-- Entries shown --

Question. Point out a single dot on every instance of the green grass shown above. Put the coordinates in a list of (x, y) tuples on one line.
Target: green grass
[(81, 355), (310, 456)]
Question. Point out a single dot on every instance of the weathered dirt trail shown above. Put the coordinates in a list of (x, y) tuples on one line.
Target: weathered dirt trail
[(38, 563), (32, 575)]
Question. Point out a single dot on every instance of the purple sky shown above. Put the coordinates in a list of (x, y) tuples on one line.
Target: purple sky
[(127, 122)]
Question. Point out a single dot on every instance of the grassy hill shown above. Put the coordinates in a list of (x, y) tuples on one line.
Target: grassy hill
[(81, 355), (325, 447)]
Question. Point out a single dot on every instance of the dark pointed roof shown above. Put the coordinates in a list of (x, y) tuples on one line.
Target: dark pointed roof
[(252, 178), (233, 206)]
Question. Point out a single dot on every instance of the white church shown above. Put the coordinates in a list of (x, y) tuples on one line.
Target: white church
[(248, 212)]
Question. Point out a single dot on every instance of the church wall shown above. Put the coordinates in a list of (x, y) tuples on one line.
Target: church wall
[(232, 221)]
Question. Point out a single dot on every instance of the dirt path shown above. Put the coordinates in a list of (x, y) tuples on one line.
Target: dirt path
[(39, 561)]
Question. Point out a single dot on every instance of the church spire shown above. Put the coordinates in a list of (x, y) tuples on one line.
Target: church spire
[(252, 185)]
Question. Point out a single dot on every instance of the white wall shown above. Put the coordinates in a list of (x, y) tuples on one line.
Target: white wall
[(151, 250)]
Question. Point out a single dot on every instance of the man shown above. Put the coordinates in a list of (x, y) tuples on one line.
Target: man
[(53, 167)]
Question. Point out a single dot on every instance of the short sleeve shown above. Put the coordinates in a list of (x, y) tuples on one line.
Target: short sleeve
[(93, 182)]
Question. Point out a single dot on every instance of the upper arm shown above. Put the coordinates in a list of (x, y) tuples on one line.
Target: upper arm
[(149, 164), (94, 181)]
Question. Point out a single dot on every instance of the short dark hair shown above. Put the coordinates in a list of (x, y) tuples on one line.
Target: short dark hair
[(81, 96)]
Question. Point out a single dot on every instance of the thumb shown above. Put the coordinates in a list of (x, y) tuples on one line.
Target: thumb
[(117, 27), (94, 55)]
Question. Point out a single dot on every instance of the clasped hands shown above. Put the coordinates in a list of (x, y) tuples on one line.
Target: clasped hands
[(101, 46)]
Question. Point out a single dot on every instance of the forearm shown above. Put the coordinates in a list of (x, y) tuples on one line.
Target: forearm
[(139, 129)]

==

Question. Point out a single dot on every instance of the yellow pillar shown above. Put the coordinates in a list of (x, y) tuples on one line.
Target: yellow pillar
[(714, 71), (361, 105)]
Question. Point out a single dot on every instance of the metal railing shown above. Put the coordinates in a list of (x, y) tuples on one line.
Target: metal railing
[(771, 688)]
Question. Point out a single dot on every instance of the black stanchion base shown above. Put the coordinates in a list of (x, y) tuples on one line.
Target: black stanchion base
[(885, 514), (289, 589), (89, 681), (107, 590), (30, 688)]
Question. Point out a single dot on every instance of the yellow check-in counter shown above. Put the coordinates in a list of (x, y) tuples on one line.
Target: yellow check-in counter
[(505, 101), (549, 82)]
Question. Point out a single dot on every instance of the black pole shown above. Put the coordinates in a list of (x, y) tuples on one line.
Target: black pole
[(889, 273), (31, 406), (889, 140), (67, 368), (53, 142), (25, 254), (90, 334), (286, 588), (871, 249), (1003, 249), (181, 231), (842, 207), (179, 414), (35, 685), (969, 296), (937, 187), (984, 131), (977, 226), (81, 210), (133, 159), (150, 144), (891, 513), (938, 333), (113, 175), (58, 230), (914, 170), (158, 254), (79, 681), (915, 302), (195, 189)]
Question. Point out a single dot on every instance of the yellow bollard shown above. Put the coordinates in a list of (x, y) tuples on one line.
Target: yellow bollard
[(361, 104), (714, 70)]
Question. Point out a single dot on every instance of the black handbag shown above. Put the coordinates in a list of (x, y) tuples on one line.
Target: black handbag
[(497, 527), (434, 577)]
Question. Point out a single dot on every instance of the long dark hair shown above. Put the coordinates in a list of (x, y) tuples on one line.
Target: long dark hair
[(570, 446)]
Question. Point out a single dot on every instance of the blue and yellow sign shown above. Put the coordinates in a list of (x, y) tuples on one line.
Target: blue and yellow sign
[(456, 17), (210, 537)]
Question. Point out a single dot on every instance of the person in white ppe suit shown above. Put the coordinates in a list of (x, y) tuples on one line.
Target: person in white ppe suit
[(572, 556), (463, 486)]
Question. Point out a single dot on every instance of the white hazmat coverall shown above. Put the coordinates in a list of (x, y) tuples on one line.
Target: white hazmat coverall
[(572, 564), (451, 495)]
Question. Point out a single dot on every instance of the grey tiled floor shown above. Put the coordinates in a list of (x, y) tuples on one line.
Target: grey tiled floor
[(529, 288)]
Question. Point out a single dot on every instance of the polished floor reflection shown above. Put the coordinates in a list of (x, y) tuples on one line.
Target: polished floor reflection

* * *

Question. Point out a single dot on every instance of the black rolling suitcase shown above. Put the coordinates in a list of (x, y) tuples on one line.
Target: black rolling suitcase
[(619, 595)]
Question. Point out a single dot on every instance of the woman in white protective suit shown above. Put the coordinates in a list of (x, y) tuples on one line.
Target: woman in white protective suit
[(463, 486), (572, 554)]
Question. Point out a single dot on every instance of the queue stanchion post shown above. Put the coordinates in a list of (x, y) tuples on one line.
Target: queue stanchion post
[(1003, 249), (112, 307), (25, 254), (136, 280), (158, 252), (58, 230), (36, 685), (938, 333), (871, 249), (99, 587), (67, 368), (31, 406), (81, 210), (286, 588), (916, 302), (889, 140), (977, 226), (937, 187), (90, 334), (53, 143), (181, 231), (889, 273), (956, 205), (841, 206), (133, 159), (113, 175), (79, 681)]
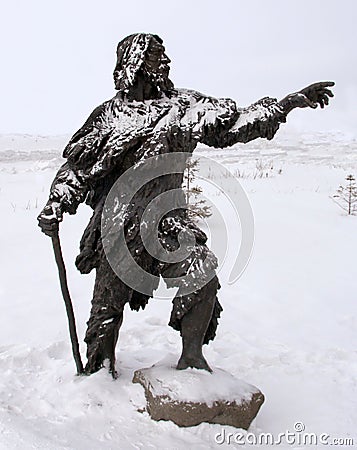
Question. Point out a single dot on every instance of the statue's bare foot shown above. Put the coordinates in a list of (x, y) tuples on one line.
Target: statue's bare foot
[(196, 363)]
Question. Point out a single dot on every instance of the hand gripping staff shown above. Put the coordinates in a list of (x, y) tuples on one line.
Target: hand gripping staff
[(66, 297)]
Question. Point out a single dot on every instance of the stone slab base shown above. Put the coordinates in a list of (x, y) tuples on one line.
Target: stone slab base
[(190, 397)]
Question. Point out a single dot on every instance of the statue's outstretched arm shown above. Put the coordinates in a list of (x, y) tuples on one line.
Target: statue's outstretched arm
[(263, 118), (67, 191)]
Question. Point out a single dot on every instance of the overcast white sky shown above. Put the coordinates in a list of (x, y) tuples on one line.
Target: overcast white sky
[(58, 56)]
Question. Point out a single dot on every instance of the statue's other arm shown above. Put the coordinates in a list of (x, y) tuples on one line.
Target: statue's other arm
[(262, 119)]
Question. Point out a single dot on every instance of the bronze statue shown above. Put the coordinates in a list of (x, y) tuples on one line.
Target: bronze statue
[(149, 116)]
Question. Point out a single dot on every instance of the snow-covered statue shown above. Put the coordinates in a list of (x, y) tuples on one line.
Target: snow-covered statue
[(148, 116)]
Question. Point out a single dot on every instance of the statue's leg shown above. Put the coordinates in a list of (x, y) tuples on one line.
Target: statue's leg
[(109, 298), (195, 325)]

-- Assigned task --
Could you reproduce exactly the lines of the entries above, from the one with "of the person" through the one with "of the grey", and nothing else?

-- Solution --
Question. Point out a single dot on every instance of the person in white ppe suit shown above. Put the coordinates in a list of (x, y) tuples on one line.
Target: person in white ppe suit
[(572, 556), (463, 486)]
Question. Point out a single dot on every instance of the white hazmat coverall shown above. Put the coordinates in a list of (x, y) tuples on one line.
Target: white hazmat coverall
[(572, 564), (451, 495)]
Question. Point out a single dot on every instance of the grey tiled floor shown above. Put the coordinates in a list of (x, y) tuples on one line.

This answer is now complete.